• Text excerpt:
Nature Versus Nurture

Some studies show a small dog breed may become anxious as a direct result of the ‘human parents' anxiety. In other words, a dog’s anxiety is normally a combination of existing fears and reinforced behaviors from their human pack leader.

We all know how attuned to each other a human and a dog can become. If the small dog breed owner becomes anxious in anticipation of an action or situation, this anxiety can transfer to their dog. I’m the owner of a big dog breed and I’ve made this mistake personally, so it’s not just a small dog breed issue. Unfortunately, it can be seen more in the small dog breeds because owners see small dog breeds more like children and less like dogs. Going back to training and obedience, if the human owner is anxious in a teachable situation, they are inadvertently teaching their dog to be anxious in that situation too.

Size and Defense

Some studies also associate small dog breed anxiety with a genetic association with the dog understanding their size difference and either overcompensating or retreating as a safety mechanism. This can be seen as the closest association in the conspiracy theory linking small dog breeds and anxiety. It’s not a brain-related issue, it’s a defense mechanism stimulant. One of the best ways to ensure that your dog learns that size doesn’t matter is through socialization. Especially at a young age when training techniques mold your dog's behavior. Unfortunately, this is also an area where nature versus nurture come into play. Some pet parents have anxiety about socialization, whether that’s simply a trip to the dog park or leaving their small fur baby at doggy daycare. Studies show socialization is key to hierarchy, and in the hierarchy, some dogs lead and some follow suit, it’s a comfort zone for all and it’s part of pack mentality, but neither is relevant to size. When you socialize your dog at a young age they find their place in the pack organically, not out of fear.

Adoptive & Unknown Stress

The last and most tragic association with small dog breeds comes from those that have been adopted or fostered. While it’s impossible to find the underlying issue of their anxiety it’s sufficient to say there could have been some mistreated behaviors or neglect. People often purchase small dog breeds thinking they are less work than bigger dog breeds and easily adapt as a house pet. This couldn’t be furthest from the truth. Small dog breeds need lots of attention. When adopting small breeds it is noted that they tend to have more anxiety than bigger dogs. But this doesn’t mean they are less deserving. Two of my besties adopted a little guy that was shy and meek upon first joining the family. They already had a large dog breed. When they took in their new furry baby they didn’t treat him any different than the large dog breed. Flash forward to the present day and this little dog breed is actually the leader of the pack, and so happy in his new environment that the shakes and shyness are gone and the tail wagging is never-ending.

So upon concluding our study, and without judgment to small dog breeds that may experience some natural anxiety, it’s safe to say that most anxieties in small dog breeds are built-in training and obedience, receptive stress with their owner, and a small dog defense mechanism. All of these can be eliminated through training and reinforcing positive behavior. Small dog syndrome is not something down-bred into its size, and it’s not an inherited trait. Although studies show it may be a body size defense mechanism, studies also show it can be overcome with early socialization. Small Dog Syndrome is literally seen as a teachable moment, not an inherited mishap.

As my animal control officer, dog whisper, best friend would say…

“Every moment is a teachable moment.”

(Dataset records)
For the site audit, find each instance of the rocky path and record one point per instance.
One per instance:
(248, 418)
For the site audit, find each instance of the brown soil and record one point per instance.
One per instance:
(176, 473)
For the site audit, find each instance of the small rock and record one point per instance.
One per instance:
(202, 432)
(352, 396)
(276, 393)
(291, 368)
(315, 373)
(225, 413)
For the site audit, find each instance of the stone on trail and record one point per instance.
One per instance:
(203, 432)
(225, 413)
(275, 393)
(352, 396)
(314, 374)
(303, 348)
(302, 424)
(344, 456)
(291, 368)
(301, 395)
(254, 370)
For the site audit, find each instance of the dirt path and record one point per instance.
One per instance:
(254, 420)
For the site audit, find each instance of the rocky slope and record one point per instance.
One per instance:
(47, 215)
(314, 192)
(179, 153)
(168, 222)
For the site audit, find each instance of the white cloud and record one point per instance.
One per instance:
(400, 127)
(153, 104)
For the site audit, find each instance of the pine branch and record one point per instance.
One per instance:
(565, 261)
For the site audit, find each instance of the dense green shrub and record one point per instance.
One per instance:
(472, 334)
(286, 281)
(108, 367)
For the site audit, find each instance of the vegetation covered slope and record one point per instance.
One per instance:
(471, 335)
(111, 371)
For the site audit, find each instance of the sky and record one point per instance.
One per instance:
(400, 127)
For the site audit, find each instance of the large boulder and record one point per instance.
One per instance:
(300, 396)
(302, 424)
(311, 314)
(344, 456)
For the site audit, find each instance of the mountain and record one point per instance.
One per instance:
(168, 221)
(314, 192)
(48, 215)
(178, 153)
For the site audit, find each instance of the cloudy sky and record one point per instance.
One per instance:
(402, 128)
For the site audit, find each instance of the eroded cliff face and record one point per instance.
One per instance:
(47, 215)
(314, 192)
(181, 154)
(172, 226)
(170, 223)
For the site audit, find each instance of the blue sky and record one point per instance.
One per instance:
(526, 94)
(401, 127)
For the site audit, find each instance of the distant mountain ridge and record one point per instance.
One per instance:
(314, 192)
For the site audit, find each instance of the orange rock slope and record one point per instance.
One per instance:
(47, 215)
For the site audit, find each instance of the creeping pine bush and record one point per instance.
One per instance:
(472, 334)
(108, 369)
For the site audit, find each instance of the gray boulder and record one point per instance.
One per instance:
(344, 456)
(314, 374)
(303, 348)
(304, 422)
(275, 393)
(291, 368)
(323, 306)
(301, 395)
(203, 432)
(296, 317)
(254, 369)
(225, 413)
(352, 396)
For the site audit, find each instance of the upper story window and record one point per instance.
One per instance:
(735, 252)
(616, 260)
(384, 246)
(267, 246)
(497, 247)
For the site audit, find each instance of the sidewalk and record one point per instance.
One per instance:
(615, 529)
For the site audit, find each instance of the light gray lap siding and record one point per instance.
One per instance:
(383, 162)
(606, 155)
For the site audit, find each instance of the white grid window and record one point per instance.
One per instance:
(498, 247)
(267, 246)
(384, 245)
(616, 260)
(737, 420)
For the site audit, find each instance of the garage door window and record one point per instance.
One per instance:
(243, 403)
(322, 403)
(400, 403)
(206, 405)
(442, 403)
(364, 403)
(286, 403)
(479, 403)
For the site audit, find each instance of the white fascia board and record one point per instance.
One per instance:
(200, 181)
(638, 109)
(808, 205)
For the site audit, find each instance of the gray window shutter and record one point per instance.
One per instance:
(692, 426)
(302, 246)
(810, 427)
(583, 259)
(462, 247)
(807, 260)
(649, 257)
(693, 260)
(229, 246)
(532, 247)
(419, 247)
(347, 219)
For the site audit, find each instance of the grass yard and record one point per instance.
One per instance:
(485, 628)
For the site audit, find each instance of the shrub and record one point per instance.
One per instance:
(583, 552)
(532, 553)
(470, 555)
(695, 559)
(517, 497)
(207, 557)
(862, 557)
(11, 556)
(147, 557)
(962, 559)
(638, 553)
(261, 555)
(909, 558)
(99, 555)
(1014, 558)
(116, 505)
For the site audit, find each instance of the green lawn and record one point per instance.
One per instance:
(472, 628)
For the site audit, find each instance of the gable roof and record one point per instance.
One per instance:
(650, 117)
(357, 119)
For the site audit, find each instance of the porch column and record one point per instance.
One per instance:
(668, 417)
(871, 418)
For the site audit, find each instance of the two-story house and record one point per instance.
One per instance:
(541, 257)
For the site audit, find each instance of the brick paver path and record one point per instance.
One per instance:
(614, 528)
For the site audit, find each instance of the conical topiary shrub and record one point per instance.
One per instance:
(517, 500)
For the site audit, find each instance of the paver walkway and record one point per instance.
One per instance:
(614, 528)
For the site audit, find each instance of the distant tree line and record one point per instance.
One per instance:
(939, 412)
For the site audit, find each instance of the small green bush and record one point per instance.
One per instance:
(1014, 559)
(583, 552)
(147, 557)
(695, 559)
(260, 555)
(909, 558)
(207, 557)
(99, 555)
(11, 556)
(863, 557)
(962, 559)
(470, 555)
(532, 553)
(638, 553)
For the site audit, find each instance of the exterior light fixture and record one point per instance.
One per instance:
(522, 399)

• Exercise instructions: Condense the paragraph in the text on small dog breed anxiety that begins "We all know how attuned" into a short bulleted list that keeps its main facts.

• Answer to this task:
- A human and a dog can become closely attuned, so an owner's anxiety about an upcoming action or situation can transfer to the dog.
- The writer owns a big dog breed and has made this mistake, so the problem is not limited to small breeds.
- It is seen more in small breeds because owners treat them more like children than like dogs.
- An owner who is anxious in a teachable situation unintentionally teaches the dog to be anxious in that situation too.